- **Source extract**:

What do you do to keep them away, both in terms of your environment, and in terms of your person?



Evironmentally, of course, we've all been told not to leave standing water, as it provides breeding territory to skeeters.

Also, as an environmental repellent, mosquito coils (kind of like incense, but nastier) or citronella candles may be employed.

Or, perhaps you've got a bat-house in your yard.



For personal protection, those who can still find products with Deet in meaningful concentration may be applying it to their skin, while others may be using Avon's "Skin So Soft", and others yet may have found a more natural method.

My father, for example, told me that one of the B vitamins (I don't recall which one) causes the body to give off a scent that repels mosquitoes, while eating bananas causes the body to produce one that _attracts_ them.



What are the myths?

What works?

Anyone?


----------



## Violet_Beauregard (Jun 9, 2008)

I keep mosquitos away, by never, ever spending any length of time outside. LOL I'm an "indoor" girl... I'm sort of like Zsa Zsa Gabor on Green Acres... LOL So I have no clue on how to keep them away from the house. I do know that citronella candles allegedly work, but unless you have a zillion of them lit, I can't see how they can keep a lot of mosquitos away.

As far as my physical person, the original Skin So Soft from Avon is the most amazing stuff ever. It has to be the original formula... none of the new ones, or the ones that are bug repellant ones.... it must be the original.


----------



## Risible (Jun 9, 2008)

While I'm not immune to mosquitoes, they don't seem to like me much. I eat a lot of bananas, too.

If I were going to a place where mosquitoes swarmed, I would use a commercial skeeter spray, one with DEET, I reckon.

Bio actually has a bat house that he brought with him when we "merged." He's never put it up, though I think bats are cool. I haven't seen any here where we live, so it may be occupied by something else if we ever get around to putting it up. We do have lots of birds and other predatory insects that dine on mosquitoes. I can hear the famous San Juan Capistrano swallows busy, busy, busy for hours each night catching mosquitoes and the like for the babies they raise at this time of year.


----------



## Tad (Jun 10, 2008)

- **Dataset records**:
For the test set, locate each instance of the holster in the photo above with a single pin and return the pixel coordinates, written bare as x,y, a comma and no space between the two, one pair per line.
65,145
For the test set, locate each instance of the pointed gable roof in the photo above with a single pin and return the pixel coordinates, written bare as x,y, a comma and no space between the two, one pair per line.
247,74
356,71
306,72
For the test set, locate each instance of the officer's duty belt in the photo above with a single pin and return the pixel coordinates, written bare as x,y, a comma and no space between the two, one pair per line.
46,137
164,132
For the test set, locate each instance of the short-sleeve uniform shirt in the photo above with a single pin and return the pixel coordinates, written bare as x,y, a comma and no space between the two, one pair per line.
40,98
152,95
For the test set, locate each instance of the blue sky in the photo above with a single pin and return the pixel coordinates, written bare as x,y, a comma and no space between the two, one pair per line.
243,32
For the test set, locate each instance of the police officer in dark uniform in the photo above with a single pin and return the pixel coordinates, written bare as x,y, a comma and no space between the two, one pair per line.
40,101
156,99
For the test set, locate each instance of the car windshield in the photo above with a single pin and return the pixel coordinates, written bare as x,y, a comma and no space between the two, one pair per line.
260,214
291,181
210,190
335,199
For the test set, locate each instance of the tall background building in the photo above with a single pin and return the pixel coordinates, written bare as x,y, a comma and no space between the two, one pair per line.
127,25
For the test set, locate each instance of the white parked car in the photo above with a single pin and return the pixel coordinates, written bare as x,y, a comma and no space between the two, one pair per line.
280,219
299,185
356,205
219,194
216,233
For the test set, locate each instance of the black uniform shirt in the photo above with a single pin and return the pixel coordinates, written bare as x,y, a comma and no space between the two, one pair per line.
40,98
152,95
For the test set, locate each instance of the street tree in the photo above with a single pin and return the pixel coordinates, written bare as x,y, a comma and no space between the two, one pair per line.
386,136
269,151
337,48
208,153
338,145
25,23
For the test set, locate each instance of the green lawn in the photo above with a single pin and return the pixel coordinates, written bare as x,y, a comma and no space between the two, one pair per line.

- **Exercise 1**: In the thread on keeping mosquitoes away, turn the paragraph beginning "Bio actually has a bat house" into a bulleted list that keeps its main facts.
- **Exercise 2**: Summarize the thread on keeping mosquitoes away in two sentences.
Work from the text alone, not the items.

- **Result 1**:
- Bio brought a bat house when the two "merged" but has never put it up.
- The poster thinks bats are cool but hasn't seen any where they live, so the house may end up occupied by something else if it is ever put up.
- Many birds and predatory insects there eat mosquitoes.
- The San Juan Capistrano swallows can be heard for hours each night catching mosquitoes and similar insects for the babies they raise at this time of year.

- **Result 2**: The opening post asks what keeps mosquitoes away, mentioning environmental measures such as avoiding standing water, mosquito coils, citronella candles and bat-houses, and personal ones such as Deet, Avon's "Skin So Soft" and more natural methods. Violet_Beauregard avoids mosquitoes by staying indoors and praises the original Skin So Soft formula, while Risible, whom mosquitoes don't seem to like much despite eating a lot of bananas, would use a DEET spray where mosquitoes swarm and notes that local birds and predatory insects eat them.